*REQUIRED WORK*
Return the following from the records below: each line, word for word, starting with the line that contains "Write, for every" and going on through the line that contains "2L0 4V195L55 175L90", with nothing outside that range.

*MATERIALS PROVIDED*
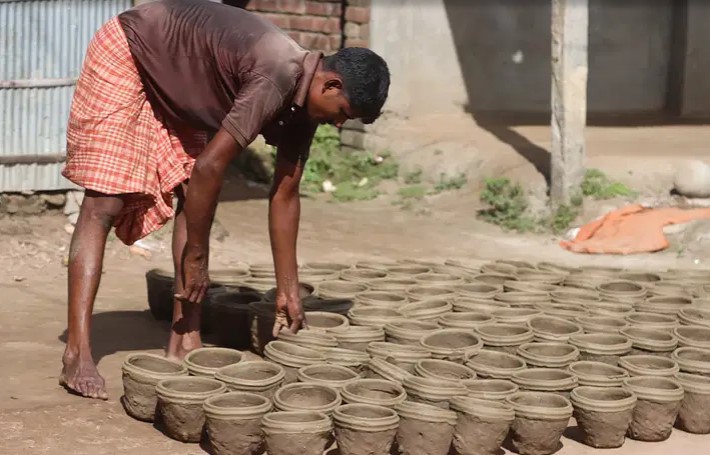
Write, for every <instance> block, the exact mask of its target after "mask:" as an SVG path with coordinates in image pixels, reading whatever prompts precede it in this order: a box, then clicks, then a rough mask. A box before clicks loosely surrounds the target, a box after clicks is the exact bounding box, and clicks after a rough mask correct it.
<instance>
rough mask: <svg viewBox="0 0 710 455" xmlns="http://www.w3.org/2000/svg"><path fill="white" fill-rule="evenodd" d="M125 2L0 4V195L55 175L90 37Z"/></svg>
...
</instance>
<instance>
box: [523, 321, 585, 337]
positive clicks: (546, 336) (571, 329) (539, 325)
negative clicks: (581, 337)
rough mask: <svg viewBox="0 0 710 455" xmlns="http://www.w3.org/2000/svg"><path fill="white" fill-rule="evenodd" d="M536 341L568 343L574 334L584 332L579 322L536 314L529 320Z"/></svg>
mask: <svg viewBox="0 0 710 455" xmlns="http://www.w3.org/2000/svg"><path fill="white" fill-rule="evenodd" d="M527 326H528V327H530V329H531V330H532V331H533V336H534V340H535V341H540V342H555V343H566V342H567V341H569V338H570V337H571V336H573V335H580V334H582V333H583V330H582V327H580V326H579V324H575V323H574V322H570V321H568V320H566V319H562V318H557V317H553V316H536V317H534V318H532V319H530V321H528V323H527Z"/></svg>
==
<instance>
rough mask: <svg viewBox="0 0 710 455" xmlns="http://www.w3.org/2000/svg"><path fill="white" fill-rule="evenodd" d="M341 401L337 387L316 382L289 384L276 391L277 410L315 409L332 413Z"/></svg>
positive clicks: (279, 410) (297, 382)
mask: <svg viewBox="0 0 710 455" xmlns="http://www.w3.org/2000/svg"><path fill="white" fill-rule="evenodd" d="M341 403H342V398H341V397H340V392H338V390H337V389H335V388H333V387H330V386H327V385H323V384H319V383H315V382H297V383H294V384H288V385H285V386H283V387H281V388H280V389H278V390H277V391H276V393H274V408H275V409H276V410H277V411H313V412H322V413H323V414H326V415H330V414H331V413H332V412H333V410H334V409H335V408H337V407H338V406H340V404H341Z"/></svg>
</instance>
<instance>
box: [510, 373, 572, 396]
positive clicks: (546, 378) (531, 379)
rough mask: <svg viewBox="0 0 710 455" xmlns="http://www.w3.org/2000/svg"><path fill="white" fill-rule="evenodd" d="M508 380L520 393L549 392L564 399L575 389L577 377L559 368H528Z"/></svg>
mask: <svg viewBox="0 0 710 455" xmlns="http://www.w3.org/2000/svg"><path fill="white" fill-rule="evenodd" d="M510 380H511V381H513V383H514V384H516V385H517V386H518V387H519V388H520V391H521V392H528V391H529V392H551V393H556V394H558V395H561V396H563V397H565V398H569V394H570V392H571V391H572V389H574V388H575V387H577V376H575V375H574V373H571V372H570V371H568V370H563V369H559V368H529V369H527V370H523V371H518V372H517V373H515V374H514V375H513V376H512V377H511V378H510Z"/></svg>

*THE ANSWER*
Write, for every <instance> block, the exact mask of its target after "mask:" as an SVG path with coordinates in image pixels, reading whatever prompts precede it in this order: a box, then clicks, then a rough mask. A box before clicks loosely surrounds the target, a box after clicks is the exact bounding box, and clicks after a rough mask correct it.
<instance>
rough mask: <svg viewBox="0 0 710 455" xmlns="http://www.w3.org/2000/svg"><path fill="white" fill-rule="evenodd" d="M125 2L0 4V195L55 175L90 37Z"/></svg>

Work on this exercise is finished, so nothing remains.